> _Material provided_
----------

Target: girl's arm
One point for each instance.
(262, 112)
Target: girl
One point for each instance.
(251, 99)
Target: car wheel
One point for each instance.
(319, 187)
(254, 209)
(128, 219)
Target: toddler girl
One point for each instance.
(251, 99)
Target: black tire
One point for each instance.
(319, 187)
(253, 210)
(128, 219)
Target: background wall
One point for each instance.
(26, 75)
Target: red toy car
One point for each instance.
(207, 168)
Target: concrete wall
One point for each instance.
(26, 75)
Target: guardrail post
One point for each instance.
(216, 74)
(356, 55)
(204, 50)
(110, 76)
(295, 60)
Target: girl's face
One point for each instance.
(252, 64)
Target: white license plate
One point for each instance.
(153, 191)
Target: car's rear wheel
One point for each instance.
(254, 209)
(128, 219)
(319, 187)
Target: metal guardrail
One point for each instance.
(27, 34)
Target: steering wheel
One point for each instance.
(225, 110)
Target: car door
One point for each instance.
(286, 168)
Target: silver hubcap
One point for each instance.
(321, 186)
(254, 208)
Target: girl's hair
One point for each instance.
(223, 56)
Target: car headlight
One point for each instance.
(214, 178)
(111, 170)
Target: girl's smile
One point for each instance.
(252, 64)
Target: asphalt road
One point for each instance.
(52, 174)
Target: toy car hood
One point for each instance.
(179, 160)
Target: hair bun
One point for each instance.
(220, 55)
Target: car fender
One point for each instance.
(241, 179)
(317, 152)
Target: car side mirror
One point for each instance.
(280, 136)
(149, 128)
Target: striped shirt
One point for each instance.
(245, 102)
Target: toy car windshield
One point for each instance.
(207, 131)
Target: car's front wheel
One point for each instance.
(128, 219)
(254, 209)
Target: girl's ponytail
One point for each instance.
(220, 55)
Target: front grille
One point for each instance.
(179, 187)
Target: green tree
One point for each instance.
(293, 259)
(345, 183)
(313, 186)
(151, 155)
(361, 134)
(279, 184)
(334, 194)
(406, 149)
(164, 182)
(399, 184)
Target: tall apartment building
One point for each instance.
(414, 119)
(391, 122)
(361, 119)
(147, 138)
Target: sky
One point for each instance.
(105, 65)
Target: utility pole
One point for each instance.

----------

> _Exercise requirements_
Please turn every line of the records above into a numbered list, leaving out any blank lines.

> _Result of this exercise_
1. Target: girl's arm
2. One point for each instance.
3. (262, 112)
4. Target: girl
5. One point for each instance.
6. (251, 99)
7. Target: car wheel
8. One point for each instance.
9. (319, 187)
10. (254, 209)
11. (128, 219)
12. Target: toddler girl
13. One point for each instance.
14. (251, 99)
15. Target: black tire
16. One point for each instance.
17. (319, 187)
18. (253, 210)
19. (128, 219)
20. Target: background wall
21. One point for each instance.
22. (26, 75)
23. Target: red toy car
24. One point for each instance.
25. (207, 168)
26. Target: concrete wall
27. One point for each instance.
28. (26, 75)
29. Target: guardrail post
30. One point for each instance.
31. (216, 74)
32. (356, 55)
33. (204, 50)
34. (110, 76)
35. (295, 60)
36. Target: girl's face
37. One point for each instance.
38. (252, 64)
39. Target: white license plate
40. One point for each instance.
41. (153, 191)
42. Target: car's rear wheel
43. One point for each instance.
44. (254, 209)
45. (128, 219)
46. (319, 187)
47. Target: metal guardrail
48. One point for each instance.
49. (27, 34)
50. Target: steering wheel
51. One point for each instance.
52. (225, 110)
53. Target: car door
54. One point for each instance.
55. (286, 168)
56. Target: silver hubcap
57. One point for each instance.
58. (321, 186)
59. (254, 208)
60. Target: girl's hair
61. One point for each instance.
62. (223, 56)
63. Target: car headlight
64. One point for each instance.
65. (214, 178)
66. (111, 170)
67. Target: girl's smile
68. One point for each instance.
69. (252, 64)
70. Target: asphalt road
71. One point for each instance.
72. (52, 174)
73. Target: toy car hood
74. One point for each instance.
75. (179, 160)
76. Target: hair bun
77. One point for each instance.
78. (220, 55)
79. Target: car fender
80. One point for each instance.
81. (241, 179)
82. (317, 152)
83. Target: car side mirror
84. One point for each instance.
85. (280, 136)
86. (149, 128)
87. Target: striped shirt
88. One point for each instance.
89. (245, 102)
90. Target: toy car windshield
91. One point for each instance.
92. (207, 131)
93. Target: car's front wheel
94. One point for each instance.
95. (128, 219)
96. (254, 209)
97. Target: girl's ponytail
98. One point for each instance.
99. (220, 55)
100. Target: front grille
101. One point for each instance.
102. (179, 187)
103. Target: green tree
104. One point for each instance.
105. (293, 259)
106. (345, 183)
107. (313, 186)
108. (151, 155)
109. (361, 134)
110. (279, 184)
111. (334, 194)
112. (406, 149)
113. (164, 182)
114. (399, 184)
115. Target: tall apartment building
116. One point for each instance.
117. (414, 119)
118. (391, 122)
119. (361, 119)
120. (147, 138)
121. Target: sky
122. One point for each instance.
123. (105, 65)
124. Target: utility pole
125. One point for each instance.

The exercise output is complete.